--- begin Supplied passage ---
Ryan Martin assembles a detector unit in the glove box of the MAJORANA DEMONSTRATOR assembly room. Inset is the low-mass front-end board with electronics mounted on a copper leaf spring.

On Dec. 6, working nearly a mile underground in the cleanest space in South Dakota, Ryan Martin of Berkeley Lab’s Nuclear Science Division (NSD) assembled the first of 70 detector units for the MAJORANA DEMONSTRATOR experiment. Each unit consists of a polished slice of pure germanium crystal the size of a hockey puck, attached to an electronics board on a wafer-thin disk of fused silica.

MAJORANA DEMONSTRATOR, now under construction in the ultraclean facilities of the Davis Campus on the 4,850-foot level of the Sanford Underground Research Facility (Sanford Lab), will look for the as-yet-unseen phenomenon of neutrinoless double-beta decay. The MAJORANA Collaboration is comprised of more than 100 researchers from the U.S., Canada, Russia, and Japan, and the leader of the collaboration’s detector group is Berkeley Lab’s Alan Poon.

Martin took about two and a half hours to assemble the first detector. Although he’d practiced the task many times back at the Lab, he’d never assembled a detector unit while wearing four pairs of protective gloves. The MAJORANA DEMONSTRATOR requires protection from all possible sources of radiation, so it’s underground to shield it from cosmic radiation. And because the surrounding rock is also a source of radiation, the germanium detectors will be placed in cryostats made of ultra-pure copper that, in turn, will be inside a copper shield, inside a lead igloo.
--- end Supplied passage ---
--- begin Dataset excerpt ---
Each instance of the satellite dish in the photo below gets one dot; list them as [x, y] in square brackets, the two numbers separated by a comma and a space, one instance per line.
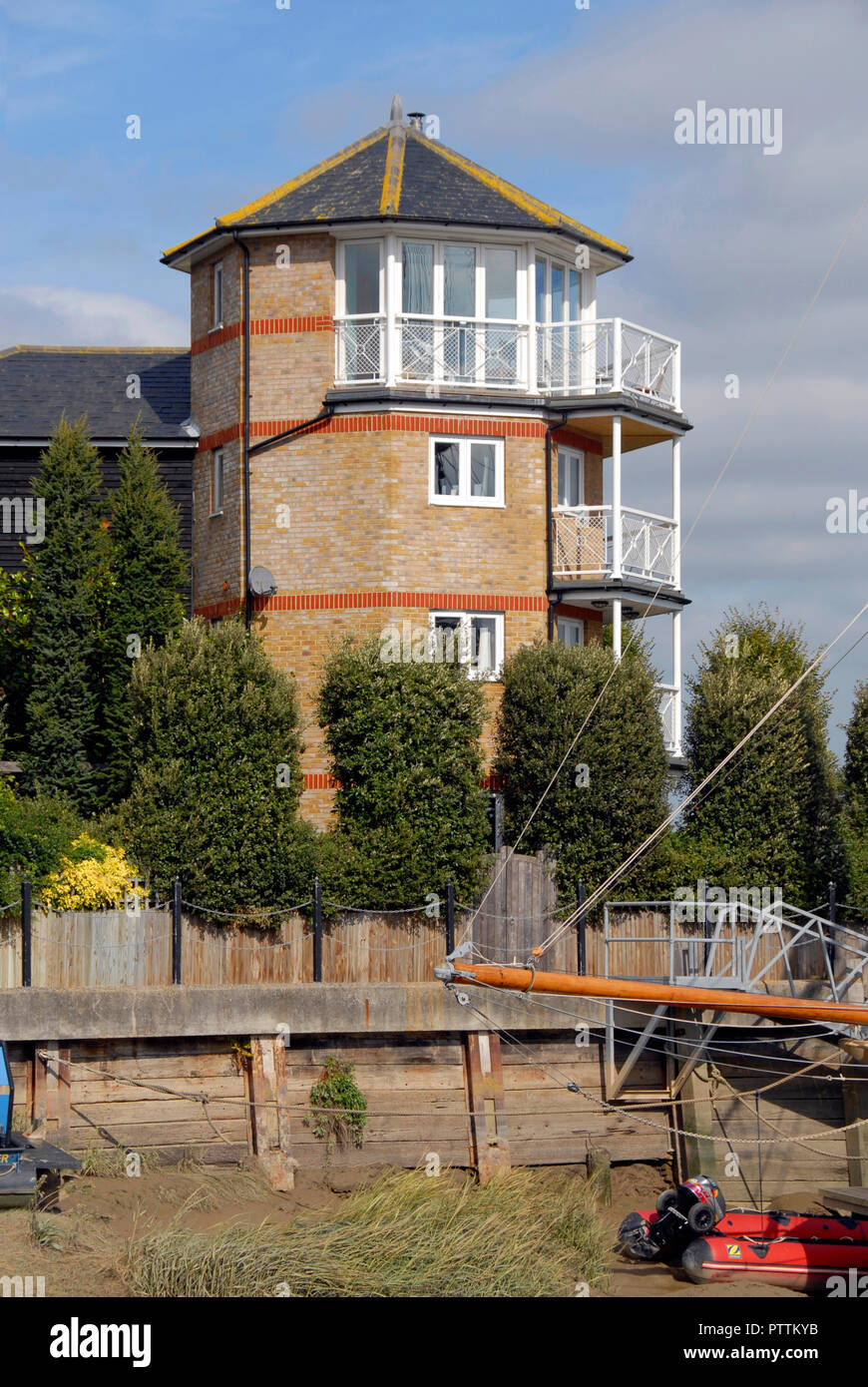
[260, 583]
--- end Dataset excerpt ---
→ What is asked:
[a] For the MAJORANA detector passage, say whether each statement agrees with it. Answer yes or no for each and quote the deciding words of the passage. (i) Before this assembly, Martin had never built a detector unit while wearing four pairs of protective gloves. (ii) Each germanium crystal slice is about the size of a baseball. (iii) The MAJORANA Collaboration draws its researchers from five countries.
[b] Pick up the MAJORANA detector passage after its final sentence and keep writing.

→ Results for each task:
[a]
(i) Yes: "he’d never assembled a detector unit while wearing four pairs of protective gloves."
(ii) No: "a polished slice of pure germanium crystal the size of a hockey puck."
(iii) No: "more than 100 researchers from the U.S., Canada, Russia, and Japan."

[b]
But the detectors have to be protected from radiation during assembly as well – including radioactive sources like machinery, specks of dust, and people. Everyone working in the assembly room wears hooded Tyvek coveralls and two pairs of nitrile gloves. The units are assembled inside a nitrogen-filled glove box inside the clean room, which was commissioned with Martin’s assistance as well as that of Berkeley Lab’s Yuen-dat Chan and Susanne Mertens. Once he inserts his already-double-gloved hands into the glove box gloves, Martin dons a fourth pair of gloves positioned inside the box.

Then the delicate work begins. Each germanium crystal must be precisely con­nected to a fused silica low-mass front-end board (LMFE) carrying the electronic circuits that relay signals of nuclear decay, a design developed at Berkeley Lab, with cables and electronics components prepared by Nicolas Abgrall and Paul Barton of NSD and Harold Yaver of Engineering. The LMFE is mounted on a copper leaf spring, and a pin makes the connection with the germanium.

The first detectors are prototypes made from natural germanium, used to test the experiment. The actual experiment will use germanium highly enriched in the scarce isotope 76Ge, one of the few isotopes capable of rare double-beta decay and even rarer (presuming it exists) neutrinoless double-beta decay.

Germanium is ideal for signaling nuclear decays cleanly, so MAJORANAs detectors will signal any such decay as soon as it happens. The first two enriched detectors have been completed by ORTEC, a contractor in Tennessee. Enriched germanium will begin arriving at the Sanford Lab early next year.